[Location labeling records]
>>>
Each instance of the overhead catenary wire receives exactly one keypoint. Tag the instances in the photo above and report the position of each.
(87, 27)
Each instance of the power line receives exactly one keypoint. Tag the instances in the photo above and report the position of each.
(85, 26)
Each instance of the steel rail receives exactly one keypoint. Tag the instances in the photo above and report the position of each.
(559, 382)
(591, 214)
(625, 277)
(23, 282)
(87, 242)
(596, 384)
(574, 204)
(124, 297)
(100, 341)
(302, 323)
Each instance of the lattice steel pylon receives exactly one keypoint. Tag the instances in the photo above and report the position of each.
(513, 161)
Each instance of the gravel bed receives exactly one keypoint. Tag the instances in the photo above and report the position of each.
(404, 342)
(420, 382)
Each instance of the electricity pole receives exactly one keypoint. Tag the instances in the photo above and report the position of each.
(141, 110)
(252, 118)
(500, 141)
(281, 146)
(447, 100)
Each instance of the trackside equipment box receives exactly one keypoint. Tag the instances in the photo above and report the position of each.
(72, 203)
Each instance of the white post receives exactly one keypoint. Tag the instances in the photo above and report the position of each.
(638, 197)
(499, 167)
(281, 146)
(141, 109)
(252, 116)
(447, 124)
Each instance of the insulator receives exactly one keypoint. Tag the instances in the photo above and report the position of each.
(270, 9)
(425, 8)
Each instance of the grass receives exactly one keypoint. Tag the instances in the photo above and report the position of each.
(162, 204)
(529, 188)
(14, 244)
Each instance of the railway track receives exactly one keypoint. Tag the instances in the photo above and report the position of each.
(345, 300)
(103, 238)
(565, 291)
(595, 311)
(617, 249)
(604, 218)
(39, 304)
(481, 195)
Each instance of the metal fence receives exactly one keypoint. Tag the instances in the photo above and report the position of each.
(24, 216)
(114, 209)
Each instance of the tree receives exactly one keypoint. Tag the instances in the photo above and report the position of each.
<<<
[Objective]
Copy every one of the lines above word for word.

[Result]
Each instance of the overhead catenary wire receives exactly one keypoint. Tag the instances in the photo above and report the position of each.
(87, 27)
Each instance of the power line receives exactly one keypoint. Tag the instances in the photo above and report the position of each.
(85, 26)
Each instance of the steel rail receives exactly one keypoint. Tag the instances in the photo above and report the position of each.
(559, 382)
(591, 214)
(625, 277)
(23, 282)
(87, 242)
(596, 384)
(574, 204)
(124, 297)
(100, 341)
(302, 323)
Each instance of the lattice steel pylon receives exactly one keypoint. Tag the instances in the photo above and report the position of each.
(513, 161)
Each instance of the gravel bed receives exactly one keypoint. Tag the instances in the photo above and report the position of each.
(404, 342)
(420, 382)
Each instance of the electricity pole receives exactly one keypoint. Tag the instances in the photo above and report the position of each.
(141, 110)
(252, 118)
(500, 141)
(281, 146)
(447, 100)
Each instance of the trackside equipment box receives exactly one keypoint. Tag the instances in the photo above and report the position of each.
(72, 203)
Each instance of the white post receives exactly one keypoint. Tag the instances in the photo above and report the position of each.
(638, 197)
(499, 167)
(281, 146)
(141, 109)
(252, 116)
(447, 124)
Each instance of the insulator receives exactly one keypoint. Tag the instances in the photo above and report the position of each.
(270, 9)
(425, 8)
Each instance of the grass receives exactly one keypoint. Tag the instances in the photo above and report the position of each.
(162, 204)
(529, 188)
(14, 244)
Each instance of the railway track receives exactly one keypoint. Tag the instances in the photo above and report the position of each.
(345, 300)
(103, 238)
(565, 291)
(595, 311)
(617, 249)
(604, 218)
(39, 304)
(481, 195)
Each instance of the metal fence receives exactly one keypoint. Tag the instances in the photo above and report the position of each.
(24, 216)
(114, 209)
Each instance of the tree receives exactly one keypoint. Tag the instances in the photo above and report the position of each.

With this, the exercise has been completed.